**DATASET EXCERPTS:**
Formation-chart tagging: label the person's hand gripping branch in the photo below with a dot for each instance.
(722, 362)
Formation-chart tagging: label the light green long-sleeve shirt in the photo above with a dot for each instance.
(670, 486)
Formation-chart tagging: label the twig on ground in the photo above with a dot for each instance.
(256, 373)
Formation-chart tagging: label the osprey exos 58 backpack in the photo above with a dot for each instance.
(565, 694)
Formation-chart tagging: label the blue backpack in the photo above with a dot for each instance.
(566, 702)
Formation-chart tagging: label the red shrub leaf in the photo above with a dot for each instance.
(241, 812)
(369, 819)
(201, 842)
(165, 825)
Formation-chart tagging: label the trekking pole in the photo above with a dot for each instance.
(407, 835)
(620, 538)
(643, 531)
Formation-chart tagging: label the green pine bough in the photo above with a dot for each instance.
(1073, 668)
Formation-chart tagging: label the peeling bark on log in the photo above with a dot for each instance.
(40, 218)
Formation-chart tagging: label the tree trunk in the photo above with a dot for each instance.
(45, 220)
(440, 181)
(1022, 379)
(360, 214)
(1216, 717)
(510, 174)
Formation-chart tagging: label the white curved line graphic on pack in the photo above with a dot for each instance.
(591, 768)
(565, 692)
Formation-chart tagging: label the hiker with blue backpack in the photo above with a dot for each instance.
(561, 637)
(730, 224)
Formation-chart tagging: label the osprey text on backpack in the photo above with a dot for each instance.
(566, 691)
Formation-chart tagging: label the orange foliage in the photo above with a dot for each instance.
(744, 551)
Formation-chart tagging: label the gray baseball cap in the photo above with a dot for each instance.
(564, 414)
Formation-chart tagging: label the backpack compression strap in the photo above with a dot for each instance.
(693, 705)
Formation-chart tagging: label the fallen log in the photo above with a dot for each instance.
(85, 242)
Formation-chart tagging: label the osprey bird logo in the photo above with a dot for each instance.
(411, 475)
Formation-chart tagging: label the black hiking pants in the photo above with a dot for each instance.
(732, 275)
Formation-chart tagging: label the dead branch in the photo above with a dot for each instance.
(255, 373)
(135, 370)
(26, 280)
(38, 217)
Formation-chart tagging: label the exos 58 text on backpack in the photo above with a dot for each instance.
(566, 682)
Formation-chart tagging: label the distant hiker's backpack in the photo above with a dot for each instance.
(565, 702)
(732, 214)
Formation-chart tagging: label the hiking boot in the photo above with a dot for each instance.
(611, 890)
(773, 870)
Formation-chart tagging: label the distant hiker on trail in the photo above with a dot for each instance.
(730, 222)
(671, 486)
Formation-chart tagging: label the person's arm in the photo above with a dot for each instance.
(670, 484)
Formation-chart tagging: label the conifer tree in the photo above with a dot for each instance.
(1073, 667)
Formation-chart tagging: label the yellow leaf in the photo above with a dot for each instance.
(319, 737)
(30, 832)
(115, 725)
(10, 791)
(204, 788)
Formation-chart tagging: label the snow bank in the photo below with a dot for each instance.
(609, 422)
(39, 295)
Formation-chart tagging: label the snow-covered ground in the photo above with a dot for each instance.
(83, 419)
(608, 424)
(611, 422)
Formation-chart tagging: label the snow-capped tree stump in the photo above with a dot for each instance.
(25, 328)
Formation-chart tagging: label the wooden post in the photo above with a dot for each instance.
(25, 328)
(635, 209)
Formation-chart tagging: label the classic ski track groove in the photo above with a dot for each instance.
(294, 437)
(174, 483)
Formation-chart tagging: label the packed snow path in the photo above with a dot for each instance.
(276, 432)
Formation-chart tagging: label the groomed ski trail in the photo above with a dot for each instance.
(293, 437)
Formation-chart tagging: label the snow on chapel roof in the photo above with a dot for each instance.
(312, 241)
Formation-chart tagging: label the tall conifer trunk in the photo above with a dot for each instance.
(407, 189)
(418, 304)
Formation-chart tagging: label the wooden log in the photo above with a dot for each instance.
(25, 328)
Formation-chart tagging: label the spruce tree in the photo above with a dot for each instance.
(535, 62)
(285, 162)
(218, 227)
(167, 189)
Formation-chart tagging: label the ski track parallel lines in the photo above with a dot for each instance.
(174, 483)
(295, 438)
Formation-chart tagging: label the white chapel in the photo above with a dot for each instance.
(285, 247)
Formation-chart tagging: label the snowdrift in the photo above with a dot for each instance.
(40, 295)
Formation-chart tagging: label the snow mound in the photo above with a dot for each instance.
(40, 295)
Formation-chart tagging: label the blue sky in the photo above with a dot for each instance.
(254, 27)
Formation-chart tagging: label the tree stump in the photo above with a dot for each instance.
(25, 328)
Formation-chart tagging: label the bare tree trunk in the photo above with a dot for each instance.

**EXERCISE REQUIREMENTS:**
Each record shown above must be printed once more, exactly.

**TASK RESPONSE:**
Formation-chart tagging: label the person's hand gripping branch in the photo below with a dot for each instance.
(722, 362)
Formation-chart tagging: label the light green long-sleeve shirt in the photo above with a dot for each instance.
(670, 486)
Formation-chart tagging: label the twig on ground in the photo above with a dot for each instance.
(256, 373)
Formation-chart tagging: label the osprey exos 58 backpack in the photo above with a dot for each instance.
(565, 694)
Formation-chart tagging: label the blue backpack in the photo above with a dot for each instance.
(566, 702)
Formation-chart tagging: label the red shrub leaf in the photo above with a dot for each instance.
(241, 812)
(369, 819)
(201, 842)
(165, 825)
Formation-chart tagging: label the trekking pole in the photo above with a dot for each instance.
(407, 835)
(620, 538)
(643, 531)
Formation-chart tagging: label the green pine bough in the photo above with a dot for each instance.
(1073, 668)
Formation-chart tagging: label the peeling bark on log in the photo above with a dot for each instance.
(40, 218)
Formation-chart tagging: label the tree trunk in the photo above with a dot for each instance.
(45, 220)
(440, 181)
(1022, 379)
(360, 214)
(1216, 717)
(510, 174)
Formation-chart tagging: label the white curved line graphic on pack in the photo above with a dot for each instance.
(591, 768)
(565, 692)
Formation-chart tagging: label the hiker with blue backpack in the photo above with a dot for each instance.
(561, 637)
(730, 224)
Formation-chart tagging: label the osprey text on backpack in the photo above with a dot for each instance.
(566, 691)
Formation-chart tagging: label the orange foliage in the photo above with a dot for each instance.
(744, 551)
Formation-chart tagging: label the gray baseball cap in the photo above with a dot for each instance.
(564, 414)
Formation-chart tagging: label the backpack compression strap in the photo above with a dot for each instance.
(693, 705)
Formation-chart tagging: label the fallen log in the photo above with a dot for each instance.
(85, 242)
Formation-chart tagging: label the osprey bird logo in the photo above with a dot for each instance.
(411, 475)
Formation-chart tagging: label the black hiking pants in the photo above with a dot for each instance.
(732, 275)
Formation-chart tagging: label the dead branch in the photo above with a dot for each instance.
(255, 373)
(135, 370)
(26, 280)
(38, 217)
Formation-chart tagging: label the exos 58 text on backpack in the photo above with a dot for each instance.
(566, 682)
Formation-chart tagging: label the distant hiker's backpack in the photo above with a dot for each instance.
(565, 702)
(732, 214)
Formation-chart tagging: label the hiking boot in the photo above with a dot for each instance.
(611, 890)
(773, 870)
Formation-chart tagging: label the distant hiker on trail in the photo above with a dot for each instance.
(730, 222)
(671, 486)
Formation-chart tagging: label the person's arm in the photo above with a dot for each instance.
(670, 484)
Formation-chart tagging: label the conifer tree in the photo above with a dot for each instance.
(1073, 667)
Formation-chart tagging: label the yellow leaf in the photo above with a dot for each instance.
(319, 737)
(30, 832)
(115, 725)
(10, 791)
(204, 788)
Formation-chart tagging: label the snow bank in the photo below with a dot for each instance.
(609, 422)
(39, 295)
Formation-chart tagging: label the snow-covered ground in the photo above with a dot for each instance.
(83, 419)
(608, 424)
(611, 422)
Formation-chart tagging: label the snow-capped tree stump in the photo above with a dot for each instance.
(25, 328)
Formation-chart tagging: label the wooden post in the photo above with a dot for each instance.
(25, 328)
(635, 209)
Formation-chart tagging: label the classic ski track groove in the photo above with a dot for each instance.
(294, 437)
(174, 483)
Formation-chart tagging: label the packed snow path in the photo above with a dot for each instance.
(276, 432)
Formation-chart tagging: label the groomed ski trail in the photo above with a dot for each instance.
(293, 437)
Formation-chart tagging: label the snow on chapel roof in the photo above with a dot for each instance.
(312, 241)
Formation-chart tagging: label the tall conifer trunk in the photo above with a dot for each instance.
(407, 189)
(418, 304)
Formation-chart tagging: label the wooden log in the photo above with a dot for each instance.
(25, 328)
Formation-chart tagging: label the spruce tree in the photo above with a dot for each instance.
(535, 62)
(285, 162)
(218, 227)
(167, 189)
Formation-chart tagging: label the ski track parallel lines in the photo above with a dot for each instance.
(174, 483)
(295, 438)
Formation-chart tagging: label the white chapel in the photo above with a dot for each instance.
(285, 247)
Formation-chart tagging: label the snowdrift in the photo above with a dot for each instance.
(40, 295)
Formation-chart tagging: label the snow mound in the photo above with a dot for each instance.
(40, 295)
Formation-chart tagging: label the blue sky in the photo above with a dot for each instance.
(254, 27)
Formation-chart tagging: label the tree stump in the photo above with a dot for each instance.
(25, 328)
Formation-chart tagging: label the bare tree trunk in the photo above with a dot for each instance.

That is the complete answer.